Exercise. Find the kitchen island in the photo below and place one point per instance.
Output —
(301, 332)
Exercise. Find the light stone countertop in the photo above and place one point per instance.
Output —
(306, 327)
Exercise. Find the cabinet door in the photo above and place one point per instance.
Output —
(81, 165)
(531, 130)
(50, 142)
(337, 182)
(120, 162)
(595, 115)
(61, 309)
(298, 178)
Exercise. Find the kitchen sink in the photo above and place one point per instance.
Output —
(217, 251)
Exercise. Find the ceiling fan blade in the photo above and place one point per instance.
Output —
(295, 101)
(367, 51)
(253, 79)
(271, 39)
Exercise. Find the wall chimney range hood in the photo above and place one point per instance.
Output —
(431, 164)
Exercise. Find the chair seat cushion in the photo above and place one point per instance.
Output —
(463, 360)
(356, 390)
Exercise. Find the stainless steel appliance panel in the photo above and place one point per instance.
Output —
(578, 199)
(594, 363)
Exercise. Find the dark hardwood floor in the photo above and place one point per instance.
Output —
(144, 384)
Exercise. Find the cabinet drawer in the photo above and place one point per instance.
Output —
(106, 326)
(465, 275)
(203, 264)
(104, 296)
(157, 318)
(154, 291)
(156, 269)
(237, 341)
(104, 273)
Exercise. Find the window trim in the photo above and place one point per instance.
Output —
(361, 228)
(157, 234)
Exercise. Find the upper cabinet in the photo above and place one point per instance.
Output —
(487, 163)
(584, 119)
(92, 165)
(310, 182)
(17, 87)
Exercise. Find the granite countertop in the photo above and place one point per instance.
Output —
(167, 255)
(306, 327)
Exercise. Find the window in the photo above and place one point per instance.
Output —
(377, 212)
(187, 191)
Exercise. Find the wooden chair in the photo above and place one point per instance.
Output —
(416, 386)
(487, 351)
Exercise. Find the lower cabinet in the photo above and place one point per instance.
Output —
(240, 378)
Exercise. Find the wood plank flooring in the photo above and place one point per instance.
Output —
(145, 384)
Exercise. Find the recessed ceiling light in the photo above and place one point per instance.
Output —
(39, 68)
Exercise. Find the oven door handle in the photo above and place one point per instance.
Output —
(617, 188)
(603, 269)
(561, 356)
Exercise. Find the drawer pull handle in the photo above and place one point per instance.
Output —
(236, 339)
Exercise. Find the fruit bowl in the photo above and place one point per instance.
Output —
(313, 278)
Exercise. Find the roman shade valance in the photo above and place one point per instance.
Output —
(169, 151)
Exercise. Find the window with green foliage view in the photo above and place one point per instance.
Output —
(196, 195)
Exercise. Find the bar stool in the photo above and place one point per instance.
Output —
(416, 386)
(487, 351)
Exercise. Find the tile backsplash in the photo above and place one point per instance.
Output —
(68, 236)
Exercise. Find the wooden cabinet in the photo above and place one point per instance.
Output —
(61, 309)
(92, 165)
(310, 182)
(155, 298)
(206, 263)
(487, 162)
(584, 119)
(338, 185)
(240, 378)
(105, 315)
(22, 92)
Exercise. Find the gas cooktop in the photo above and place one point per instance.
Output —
····················
**Problem requirements:** Filtering the entries above by the word "chair", copy each line that matches.

**Written reply:**
Exercise. Find the chair seat cushion in the photo above and place one point per instance.
Exercise. Find the wooden chair in the photo above and place one point per instance.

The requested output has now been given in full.